__Exercise instructions__: Reproduce the records below verbatim, from the line containing "sky => bbox" through the line containing "top-left (235, 0), bottom-right (338, 164)", with both of those lines included.

__Items from a labeling collection__:
● ● ●

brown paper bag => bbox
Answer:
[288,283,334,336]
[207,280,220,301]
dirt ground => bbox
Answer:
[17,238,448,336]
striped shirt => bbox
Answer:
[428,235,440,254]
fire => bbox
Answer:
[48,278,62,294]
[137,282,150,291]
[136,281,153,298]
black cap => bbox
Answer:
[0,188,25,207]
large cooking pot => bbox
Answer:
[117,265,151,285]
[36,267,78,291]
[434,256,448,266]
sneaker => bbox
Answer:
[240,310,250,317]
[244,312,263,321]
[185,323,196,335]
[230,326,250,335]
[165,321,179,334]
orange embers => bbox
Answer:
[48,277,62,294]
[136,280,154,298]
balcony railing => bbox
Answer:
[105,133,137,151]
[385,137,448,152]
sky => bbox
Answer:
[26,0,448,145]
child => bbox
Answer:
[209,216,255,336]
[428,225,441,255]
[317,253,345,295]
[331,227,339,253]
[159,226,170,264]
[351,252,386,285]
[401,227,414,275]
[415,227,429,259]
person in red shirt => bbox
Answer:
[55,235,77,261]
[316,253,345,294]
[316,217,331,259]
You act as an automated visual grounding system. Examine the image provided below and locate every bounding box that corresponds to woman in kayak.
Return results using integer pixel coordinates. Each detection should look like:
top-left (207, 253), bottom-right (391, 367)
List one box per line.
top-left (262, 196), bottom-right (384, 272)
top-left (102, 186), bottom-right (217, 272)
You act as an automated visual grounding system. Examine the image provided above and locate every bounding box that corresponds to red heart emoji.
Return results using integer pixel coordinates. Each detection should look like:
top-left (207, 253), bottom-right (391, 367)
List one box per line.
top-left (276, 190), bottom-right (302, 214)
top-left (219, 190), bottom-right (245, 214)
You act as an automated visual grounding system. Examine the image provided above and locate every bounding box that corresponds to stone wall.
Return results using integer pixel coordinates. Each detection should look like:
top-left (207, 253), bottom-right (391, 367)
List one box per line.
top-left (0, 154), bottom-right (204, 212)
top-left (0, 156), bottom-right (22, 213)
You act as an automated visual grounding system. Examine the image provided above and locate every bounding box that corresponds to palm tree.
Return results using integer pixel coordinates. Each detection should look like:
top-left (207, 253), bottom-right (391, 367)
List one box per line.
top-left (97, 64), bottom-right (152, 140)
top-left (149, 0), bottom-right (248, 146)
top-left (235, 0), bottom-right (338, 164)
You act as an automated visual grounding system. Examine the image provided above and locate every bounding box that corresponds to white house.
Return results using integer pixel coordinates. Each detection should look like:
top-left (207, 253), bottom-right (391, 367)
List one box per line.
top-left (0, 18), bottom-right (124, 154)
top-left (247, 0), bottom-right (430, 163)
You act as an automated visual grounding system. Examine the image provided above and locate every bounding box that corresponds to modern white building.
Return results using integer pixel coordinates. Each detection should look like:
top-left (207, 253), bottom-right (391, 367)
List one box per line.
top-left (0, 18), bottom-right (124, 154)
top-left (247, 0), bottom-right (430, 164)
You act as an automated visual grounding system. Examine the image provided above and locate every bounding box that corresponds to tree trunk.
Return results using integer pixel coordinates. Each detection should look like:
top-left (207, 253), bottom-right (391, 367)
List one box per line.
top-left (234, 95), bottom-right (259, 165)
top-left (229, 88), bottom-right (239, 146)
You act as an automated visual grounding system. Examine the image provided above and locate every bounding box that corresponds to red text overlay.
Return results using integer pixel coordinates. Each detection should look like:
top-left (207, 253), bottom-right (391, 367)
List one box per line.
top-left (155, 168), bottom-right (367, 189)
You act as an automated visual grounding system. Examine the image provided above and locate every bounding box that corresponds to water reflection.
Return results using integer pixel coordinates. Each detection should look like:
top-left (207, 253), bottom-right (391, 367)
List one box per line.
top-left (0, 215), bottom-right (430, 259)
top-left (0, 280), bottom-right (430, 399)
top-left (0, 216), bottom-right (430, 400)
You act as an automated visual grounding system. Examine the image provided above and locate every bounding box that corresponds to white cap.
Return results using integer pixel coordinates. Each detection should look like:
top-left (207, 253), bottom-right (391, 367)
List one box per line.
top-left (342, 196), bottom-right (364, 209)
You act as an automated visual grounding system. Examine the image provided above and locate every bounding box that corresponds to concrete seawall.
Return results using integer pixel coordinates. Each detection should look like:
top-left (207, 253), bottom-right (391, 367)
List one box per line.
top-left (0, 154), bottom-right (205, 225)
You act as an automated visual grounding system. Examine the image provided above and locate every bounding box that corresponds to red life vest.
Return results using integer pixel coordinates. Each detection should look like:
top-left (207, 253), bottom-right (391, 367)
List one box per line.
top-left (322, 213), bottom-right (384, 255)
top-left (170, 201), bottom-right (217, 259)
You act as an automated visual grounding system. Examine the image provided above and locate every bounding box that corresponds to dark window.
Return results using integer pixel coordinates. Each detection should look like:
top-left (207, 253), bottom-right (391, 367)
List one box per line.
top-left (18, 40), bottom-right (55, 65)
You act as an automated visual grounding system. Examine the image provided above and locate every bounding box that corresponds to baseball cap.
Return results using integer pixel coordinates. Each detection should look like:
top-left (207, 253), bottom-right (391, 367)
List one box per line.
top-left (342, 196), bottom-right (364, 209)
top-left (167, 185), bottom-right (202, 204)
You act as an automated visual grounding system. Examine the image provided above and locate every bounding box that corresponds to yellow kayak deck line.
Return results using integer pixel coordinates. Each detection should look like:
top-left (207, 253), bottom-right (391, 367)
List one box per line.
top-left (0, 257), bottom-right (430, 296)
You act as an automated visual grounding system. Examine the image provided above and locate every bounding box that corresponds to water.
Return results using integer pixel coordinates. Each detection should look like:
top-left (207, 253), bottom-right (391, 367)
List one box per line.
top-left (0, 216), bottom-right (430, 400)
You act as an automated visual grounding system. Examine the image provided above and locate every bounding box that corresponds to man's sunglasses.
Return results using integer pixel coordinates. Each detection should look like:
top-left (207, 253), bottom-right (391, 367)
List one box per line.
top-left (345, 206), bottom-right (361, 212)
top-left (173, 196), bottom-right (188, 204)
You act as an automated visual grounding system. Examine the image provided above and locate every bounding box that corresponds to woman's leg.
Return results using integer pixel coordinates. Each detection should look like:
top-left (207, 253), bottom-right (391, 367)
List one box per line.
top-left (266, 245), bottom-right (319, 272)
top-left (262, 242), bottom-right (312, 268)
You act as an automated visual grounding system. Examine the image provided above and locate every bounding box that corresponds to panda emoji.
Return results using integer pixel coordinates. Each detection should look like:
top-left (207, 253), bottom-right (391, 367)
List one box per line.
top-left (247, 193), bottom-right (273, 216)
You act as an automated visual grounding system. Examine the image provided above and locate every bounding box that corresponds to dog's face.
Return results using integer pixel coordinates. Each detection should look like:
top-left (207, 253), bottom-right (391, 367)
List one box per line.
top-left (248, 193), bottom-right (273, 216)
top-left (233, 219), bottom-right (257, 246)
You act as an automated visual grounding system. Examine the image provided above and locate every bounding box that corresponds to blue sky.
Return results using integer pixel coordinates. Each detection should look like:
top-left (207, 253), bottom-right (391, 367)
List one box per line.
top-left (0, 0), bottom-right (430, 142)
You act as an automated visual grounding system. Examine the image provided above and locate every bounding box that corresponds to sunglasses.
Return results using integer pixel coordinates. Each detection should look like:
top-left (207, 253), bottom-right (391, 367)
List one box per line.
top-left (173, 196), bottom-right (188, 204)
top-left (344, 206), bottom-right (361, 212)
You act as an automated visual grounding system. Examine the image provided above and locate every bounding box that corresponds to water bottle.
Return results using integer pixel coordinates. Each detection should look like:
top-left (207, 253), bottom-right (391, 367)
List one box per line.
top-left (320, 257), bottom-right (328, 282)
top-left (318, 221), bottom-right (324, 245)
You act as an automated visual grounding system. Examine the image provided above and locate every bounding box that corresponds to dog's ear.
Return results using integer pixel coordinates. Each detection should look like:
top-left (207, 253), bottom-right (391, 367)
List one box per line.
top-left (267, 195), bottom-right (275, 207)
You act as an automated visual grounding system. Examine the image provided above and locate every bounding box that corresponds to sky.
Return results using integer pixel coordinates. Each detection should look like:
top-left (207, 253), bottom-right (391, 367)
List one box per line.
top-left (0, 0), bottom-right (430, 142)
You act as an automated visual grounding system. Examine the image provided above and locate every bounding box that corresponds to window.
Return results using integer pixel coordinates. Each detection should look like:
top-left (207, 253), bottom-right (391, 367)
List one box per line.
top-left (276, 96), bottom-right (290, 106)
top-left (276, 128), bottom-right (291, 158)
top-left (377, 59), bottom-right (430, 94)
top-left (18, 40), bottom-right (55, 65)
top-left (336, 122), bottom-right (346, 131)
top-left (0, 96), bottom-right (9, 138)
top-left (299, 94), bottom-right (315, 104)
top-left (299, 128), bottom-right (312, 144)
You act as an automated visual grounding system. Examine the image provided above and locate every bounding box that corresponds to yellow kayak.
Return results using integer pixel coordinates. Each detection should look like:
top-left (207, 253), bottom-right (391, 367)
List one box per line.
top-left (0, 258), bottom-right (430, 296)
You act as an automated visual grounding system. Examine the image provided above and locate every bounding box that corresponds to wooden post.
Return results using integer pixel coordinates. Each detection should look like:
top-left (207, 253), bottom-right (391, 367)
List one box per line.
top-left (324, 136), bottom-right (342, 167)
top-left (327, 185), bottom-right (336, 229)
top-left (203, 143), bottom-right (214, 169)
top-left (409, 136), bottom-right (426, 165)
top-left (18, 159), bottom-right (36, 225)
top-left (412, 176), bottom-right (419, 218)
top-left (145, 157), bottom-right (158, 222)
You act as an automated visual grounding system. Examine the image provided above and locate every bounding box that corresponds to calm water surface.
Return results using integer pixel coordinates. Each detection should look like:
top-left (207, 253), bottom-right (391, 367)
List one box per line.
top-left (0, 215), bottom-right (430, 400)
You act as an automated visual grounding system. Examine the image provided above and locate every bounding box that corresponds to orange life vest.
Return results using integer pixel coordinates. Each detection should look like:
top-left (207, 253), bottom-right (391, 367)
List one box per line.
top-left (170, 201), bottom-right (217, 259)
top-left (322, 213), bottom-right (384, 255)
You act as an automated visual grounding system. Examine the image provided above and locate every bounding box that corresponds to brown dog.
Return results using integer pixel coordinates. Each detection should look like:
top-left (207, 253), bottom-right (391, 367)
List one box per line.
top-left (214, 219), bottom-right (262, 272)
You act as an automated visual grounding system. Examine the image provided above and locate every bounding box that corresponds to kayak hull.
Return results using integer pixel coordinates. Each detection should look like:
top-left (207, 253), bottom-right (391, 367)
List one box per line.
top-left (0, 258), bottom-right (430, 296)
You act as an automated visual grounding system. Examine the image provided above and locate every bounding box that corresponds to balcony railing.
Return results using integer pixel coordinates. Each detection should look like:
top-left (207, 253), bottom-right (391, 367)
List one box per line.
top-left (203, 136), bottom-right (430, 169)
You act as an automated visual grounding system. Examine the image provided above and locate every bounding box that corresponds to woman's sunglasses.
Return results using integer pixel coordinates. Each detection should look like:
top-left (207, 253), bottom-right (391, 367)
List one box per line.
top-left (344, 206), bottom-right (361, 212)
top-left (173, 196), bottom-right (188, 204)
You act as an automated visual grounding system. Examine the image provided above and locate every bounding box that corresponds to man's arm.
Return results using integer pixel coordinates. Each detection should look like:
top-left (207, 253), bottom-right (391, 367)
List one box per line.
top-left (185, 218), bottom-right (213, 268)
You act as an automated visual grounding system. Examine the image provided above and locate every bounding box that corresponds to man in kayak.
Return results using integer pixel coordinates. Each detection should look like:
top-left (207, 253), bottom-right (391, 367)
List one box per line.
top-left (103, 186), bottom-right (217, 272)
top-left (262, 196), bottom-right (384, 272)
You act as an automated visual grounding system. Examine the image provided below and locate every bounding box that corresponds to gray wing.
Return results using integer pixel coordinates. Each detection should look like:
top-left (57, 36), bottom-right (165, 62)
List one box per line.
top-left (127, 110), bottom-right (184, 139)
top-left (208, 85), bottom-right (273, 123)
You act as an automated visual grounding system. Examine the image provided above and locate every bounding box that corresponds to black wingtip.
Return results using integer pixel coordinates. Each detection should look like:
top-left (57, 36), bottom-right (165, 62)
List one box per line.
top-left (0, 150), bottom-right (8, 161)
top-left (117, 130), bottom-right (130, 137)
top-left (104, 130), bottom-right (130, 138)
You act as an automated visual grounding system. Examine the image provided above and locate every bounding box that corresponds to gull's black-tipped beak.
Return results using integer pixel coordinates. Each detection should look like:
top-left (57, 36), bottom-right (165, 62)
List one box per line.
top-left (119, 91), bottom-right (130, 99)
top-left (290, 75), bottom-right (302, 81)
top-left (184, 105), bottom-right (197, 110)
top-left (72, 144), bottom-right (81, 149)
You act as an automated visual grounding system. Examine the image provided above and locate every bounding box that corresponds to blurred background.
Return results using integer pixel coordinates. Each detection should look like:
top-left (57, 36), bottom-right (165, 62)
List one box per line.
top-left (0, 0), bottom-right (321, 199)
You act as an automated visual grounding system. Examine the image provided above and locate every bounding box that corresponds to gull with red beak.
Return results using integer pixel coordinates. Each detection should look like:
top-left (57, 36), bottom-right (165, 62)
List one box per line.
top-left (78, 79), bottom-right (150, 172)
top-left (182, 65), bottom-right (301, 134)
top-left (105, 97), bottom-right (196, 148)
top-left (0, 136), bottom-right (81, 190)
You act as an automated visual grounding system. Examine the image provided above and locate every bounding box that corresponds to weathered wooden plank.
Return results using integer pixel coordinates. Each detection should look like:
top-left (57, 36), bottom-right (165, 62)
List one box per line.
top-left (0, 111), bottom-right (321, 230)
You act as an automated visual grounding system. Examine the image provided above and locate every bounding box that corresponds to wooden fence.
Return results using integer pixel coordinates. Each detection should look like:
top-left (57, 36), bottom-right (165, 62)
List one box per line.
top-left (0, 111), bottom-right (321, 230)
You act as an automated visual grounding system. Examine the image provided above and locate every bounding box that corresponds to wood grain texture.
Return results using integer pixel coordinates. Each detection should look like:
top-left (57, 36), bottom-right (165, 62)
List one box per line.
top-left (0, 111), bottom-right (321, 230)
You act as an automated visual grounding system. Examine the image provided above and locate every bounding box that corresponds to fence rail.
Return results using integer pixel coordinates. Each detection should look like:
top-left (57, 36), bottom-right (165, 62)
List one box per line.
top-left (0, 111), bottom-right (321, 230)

● ● ●

__Task result__:
sky => bbox
Answer:
[26,0,448,145]
child => bbox
Answer:
[209,216,255,336]
[428,225,441,255]
[317,253,345,295]
[331,227,339,253]
[159,226,170,264]
[351,252,386,285]
[401,227,414,275]
[415,227,429,259]
person in red shirt => bbox
Answer:
[55,235,77,261]
[316,253,345,294]
[316,217,331,259]
You act as an automated visual grounding system. Examine the image provided below and locate every bounding box that corresponds to woman in kayak.
Return results using integer pixel coordinates. Each detection should look like:
top-left (207, 253), bottom-right (391, 367)
List one box per line.
top-left (262, 196), bottom-right (384, 272)
top-left (102, 186), bottom-right (217, 272)
You act as an automated visual grounding system. Examine the image provided above and locate every bounding box that corresponds to red heart emoji.
Return results using integer pixel coordinates. Each detection should look like:
top-left (207, 253), bottom-right (391, 367)
List one box per line.
top-left (276, 190), bottom-right (302, 214)
top-left (219, 190), bottom-right (245, 214)
You act as an automated visual grounding system. Examine the image provided above and locate every bounding box that corresponds to stone wall.
Return results using integer pixel coordinates. Each detection should look like:
top-left (207, 253), bottom-right (391, 367)
List one box per line.
top-left (0, 154), bottom-right (204, 212)
top-left (0, 156), bottom-right (22, 213)
You act as an automated visual grounding system. Examine the image provided above and locate every bounding box that corresponds to palm tree.
Return results using integer pixel coordinates. Each detection should look like:
top-left (207, 253), bottom-right (391, 367)
List one box per line.
top-left (97, 64), bottom-right (152, 140)
top-left (149, 0), bottom-right (248, 146)
top-left (235, 0), bottom-right (338, 164)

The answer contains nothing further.